WORK TO BE COMPLETED: Range to reproduce from the entries below: the line with "Task: place one pin on each instance of the white sky", the line with "cypress tree trunk", and every line in between. Give them exactly and give nothing else.

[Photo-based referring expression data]
((

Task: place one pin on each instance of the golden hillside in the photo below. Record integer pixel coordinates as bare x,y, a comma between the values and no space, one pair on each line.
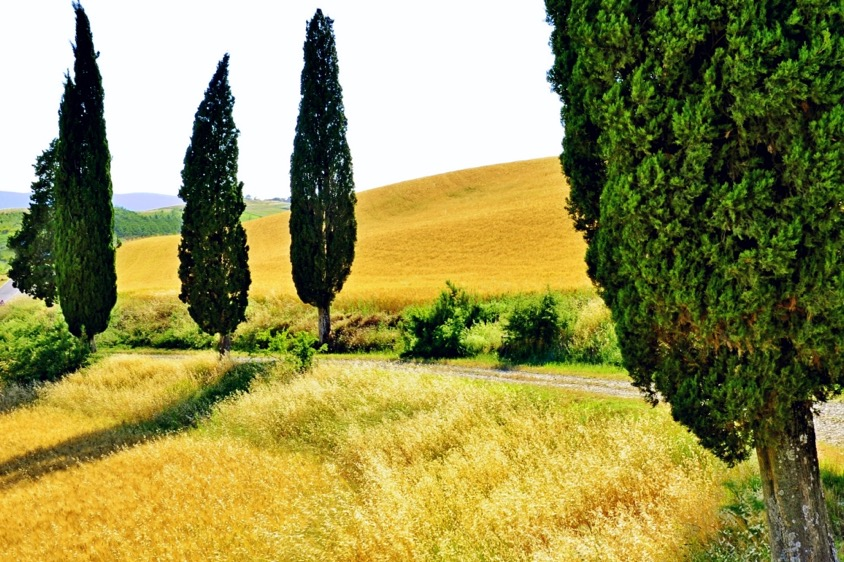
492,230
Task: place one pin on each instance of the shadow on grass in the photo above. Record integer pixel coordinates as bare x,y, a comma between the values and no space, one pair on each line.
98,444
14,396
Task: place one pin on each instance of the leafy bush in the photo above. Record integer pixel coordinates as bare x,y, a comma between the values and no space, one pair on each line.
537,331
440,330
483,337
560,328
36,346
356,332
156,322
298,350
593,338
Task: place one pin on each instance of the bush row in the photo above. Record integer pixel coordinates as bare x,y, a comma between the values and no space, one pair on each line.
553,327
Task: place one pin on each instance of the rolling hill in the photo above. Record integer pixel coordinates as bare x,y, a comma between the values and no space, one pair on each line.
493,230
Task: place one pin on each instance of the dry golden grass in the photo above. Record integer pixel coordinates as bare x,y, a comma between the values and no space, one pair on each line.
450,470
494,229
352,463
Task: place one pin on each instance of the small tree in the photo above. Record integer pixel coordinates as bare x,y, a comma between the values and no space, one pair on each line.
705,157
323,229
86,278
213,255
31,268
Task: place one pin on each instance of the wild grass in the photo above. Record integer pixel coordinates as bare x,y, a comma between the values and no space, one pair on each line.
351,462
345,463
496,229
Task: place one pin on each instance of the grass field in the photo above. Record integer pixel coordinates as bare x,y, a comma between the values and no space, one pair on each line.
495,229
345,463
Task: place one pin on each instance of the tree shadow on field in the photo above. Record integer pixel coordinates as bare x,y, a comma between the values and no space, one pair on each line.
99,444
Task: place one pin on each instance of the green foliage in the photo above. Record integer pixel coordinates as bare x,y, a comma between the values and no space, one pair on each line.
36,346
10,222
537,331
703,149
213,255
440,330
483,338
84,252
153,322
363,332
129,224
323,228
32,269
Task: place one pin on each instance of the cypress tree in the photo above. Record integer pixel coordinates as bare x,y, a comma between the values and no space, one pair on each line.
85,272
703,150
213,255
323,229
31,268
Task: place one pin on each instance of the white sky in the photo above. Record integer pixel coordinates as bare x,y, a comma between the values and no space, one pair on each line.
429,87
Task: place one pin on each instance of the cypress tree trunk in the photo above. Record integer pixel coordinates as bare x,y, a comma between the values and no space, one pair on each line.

))
((

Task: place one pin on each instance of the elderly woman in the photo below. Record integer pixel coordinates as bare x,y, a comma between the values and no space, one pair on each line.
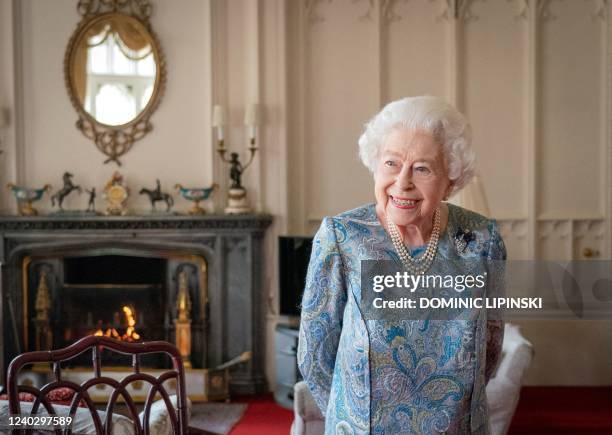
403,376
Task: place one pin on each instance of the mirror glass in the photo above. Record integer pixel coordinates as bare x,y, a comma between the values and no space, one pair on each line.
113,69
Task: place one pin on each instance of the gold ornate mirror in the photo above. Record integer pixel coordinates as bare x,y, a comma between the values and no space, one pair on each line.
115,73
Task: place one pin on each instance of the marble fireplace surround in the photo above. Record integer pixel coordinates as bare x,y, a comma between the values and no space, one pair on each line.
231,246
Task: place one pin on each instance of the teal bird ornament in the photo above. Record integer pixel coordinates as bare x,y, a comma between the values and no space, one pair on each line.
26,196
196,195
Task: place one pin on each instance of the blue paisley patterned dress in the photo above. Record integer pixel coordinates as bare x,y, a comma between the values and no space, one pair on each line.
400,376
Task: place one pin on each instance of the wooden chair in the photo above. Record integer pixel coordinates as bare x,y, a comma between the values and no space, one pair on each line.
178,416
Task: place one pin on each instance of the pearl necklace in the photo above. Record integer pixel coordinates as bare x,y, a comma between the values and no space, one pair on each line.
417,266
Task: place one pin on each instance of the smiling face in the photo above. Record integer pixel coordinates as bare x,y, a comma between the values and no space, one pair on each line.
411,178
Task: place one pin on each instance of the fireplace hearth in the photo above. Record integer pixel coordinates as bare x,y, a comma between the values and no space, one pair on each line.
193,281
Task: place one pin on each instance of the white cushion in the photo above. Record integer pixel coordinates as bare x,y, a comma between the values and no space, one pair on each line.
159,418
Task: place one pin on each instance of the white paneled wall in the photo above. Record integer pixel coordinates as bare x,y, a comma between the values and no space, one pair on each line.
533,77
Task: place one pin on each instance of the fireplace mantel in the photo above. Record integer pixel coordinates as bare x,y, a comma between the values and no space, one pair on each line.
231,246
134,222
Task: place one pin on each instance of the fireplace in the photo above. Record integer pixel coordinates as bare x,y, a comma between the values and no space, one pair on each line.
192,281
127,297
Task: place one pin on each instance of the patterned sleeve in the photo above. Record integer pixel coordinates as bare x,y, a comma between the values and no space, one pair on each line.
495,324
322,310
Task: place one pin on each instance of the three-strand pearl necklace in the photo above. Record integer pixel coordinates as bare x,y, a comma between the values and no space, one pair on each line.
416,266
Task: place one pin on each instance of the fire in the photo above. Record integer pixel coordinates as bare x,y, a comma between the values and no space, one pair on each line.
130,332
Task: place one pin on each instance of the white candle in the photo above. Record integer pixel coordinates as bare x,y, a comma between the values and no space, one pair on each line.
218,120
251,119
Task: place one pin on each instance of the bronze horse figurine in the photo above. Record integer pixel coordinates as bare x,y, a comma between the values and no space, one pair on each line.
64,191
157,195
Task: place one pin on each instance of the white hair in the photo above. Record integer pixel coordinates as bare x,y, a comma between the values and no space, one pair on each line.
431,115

))
((

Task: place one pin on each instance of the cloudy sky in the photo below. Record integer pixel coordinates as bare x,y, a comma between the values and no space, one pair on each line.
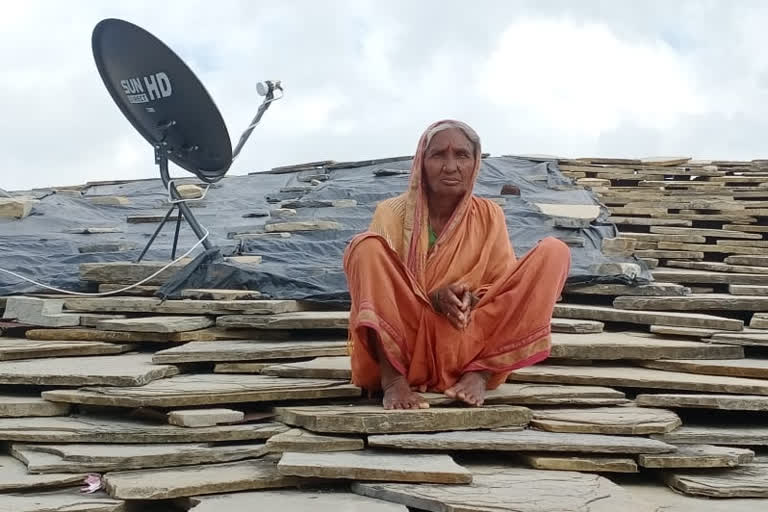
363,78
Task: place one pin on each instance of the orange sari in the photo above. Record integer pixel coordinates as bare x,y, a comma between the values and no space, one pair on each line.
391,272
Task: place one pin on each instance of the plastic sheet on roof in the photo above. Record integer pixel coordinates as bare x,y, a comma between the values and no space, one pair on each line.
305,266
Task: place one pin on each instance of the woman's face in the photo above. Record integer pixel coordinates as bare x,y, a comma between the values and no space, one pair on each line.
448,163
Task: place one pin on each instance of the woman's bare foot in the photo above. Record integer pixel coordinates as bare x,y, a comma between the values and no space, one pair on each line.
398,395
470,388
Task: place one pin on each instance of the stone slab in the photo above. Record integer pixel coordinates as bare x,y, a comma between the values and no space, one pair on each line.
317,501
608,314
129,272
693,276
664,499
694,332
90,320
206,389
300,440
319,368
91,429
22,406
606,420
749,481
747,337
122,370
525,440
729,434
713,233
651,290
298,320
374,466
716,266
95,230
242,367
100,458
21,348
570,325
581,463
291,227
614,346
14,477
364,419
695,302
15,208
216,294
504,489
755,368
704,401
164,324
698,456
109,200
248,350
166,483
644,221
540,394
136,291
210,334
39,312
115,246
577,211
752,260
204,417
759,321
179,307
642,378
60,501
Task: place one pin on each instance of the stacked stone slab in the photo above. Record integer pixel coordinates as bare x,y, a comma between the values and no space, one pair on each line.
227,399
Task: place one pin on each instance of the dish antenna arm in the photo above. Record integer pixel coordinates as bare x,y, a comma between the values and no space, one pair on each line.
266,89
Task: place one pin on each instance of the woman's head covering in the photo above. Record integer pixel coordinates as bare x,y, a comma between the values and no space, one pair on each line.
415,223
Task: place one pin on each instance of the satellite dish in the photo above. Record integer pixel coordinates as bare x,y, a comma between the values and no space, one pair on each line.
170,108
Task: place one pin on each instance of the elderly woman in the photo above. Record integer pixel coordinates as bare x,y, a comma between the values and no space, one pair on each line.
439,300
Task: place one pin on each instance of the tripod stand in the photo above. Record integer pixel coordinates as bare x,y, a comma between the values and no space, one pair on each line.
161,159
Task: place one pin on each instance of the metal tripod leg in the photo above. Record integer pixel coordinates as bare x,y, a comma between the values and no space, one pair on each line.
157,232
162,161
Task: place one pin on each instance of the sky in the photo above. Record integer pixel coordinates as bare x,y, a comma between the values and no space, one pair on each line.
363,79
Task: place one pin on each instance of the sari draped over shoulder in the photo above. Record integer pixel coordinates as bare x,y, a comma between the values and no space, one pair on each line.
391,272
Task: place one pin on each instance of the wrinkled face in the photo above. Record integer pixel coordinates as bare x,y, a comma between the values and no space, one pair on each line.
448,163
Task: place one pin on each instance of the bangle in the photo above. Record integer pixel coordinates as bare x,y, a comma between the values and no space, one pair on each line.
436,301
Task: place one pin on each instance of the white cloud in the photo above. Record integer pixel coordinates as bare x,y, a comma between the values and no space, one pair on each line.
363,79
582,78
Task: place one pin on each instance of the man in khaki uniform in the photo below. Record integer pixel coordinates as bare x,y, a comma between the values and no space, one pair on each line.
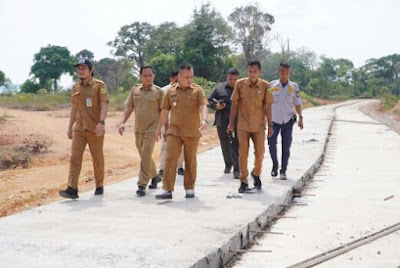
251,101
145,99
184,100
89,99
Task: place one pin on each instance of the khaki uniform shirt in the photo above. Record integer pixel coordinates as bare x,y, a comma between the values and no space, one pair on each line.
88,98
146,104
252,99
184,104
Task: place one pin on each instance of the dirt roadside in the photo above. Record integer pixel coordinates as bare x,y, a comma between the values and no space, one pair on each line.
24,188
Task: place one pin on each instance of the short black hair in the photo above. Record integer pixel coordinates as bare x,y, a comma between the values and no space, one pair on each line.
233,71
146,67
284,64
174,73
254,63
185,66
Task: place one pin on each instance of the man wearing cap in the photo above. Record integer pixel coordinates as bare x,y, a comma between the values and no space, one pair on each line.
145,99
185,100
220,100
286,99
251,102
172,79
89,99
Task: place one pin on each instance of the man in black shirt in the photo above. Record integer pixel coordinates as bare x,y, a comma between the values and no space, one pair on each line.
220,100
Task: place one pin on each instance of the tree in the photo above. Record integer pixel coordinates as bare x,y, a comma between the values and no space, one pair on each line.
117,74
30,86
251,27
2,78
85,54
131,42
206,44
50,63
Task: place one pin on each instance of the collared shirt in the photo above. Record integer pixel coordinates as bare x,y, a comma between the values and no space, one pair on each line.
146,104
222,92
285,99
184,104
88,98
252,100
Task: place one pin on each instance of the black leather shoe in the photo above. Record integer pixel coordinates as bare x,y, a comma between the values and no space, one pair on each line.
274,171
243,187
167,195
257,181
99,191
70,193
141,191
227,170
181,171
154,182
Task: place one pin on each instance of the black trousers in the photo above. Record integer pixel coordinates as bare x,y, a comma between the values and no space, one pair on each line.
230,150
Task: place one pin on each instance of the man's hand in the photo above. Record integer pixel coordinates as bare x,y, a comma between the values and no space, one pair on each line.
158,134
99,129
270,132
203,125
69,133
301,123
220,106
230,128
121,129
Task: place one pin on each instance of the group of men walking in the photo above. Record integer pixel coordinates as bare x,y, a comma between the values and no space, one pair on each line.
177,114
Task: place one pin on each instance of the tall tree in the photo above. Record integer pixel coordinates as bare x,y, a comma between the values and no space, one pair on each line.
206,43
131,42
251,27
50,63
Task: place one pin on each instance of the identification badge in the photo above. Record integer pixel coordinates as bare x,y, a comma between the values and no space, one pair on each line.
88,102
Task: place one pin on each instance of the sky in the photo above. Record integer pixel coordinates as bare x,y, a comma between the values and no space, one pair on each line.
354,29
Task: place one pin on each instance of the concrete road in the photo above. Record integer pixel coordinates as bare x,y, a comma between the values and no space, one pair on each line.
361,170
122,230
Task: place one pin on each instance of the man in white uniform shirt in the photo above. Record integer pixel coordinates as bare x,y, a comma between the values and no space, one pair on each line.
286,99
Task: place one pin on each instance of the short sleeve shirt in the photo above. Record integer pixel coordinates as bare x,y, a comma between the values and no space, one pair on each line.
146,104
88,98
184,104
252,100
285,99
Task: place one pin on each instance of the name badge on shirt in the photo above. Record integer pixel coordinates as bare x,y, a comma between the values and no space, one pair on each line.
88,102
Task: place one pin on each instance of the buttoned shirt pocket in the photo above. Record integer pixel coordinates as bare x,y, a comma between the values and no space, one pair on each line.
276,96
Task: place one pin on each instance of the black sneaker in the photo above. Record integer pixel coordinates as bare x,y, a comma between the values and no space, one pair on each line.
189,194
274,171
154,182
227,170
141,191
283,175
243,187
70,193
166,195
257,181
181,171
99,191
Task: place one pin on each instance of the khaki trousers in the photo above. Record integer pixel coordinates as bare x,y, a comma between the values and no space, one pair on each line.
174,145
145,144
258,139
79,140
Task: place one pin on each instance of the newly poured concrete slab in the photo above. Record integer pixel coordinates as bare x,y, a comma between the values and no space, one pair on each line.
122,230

))

SOLUTION TO THE EXERCISE:
Task: place one pin on each instance of the white sky in the photo above. Record integer pixel coordinates as bare x,y, a comma between the values and no space, one pair on each line.
429,87
Task: place one pin on each instance of the cypress tree trunk in the photo above. Record integer pixel coordinates as bare x,y, a comma between the values and no space, one pair on each line.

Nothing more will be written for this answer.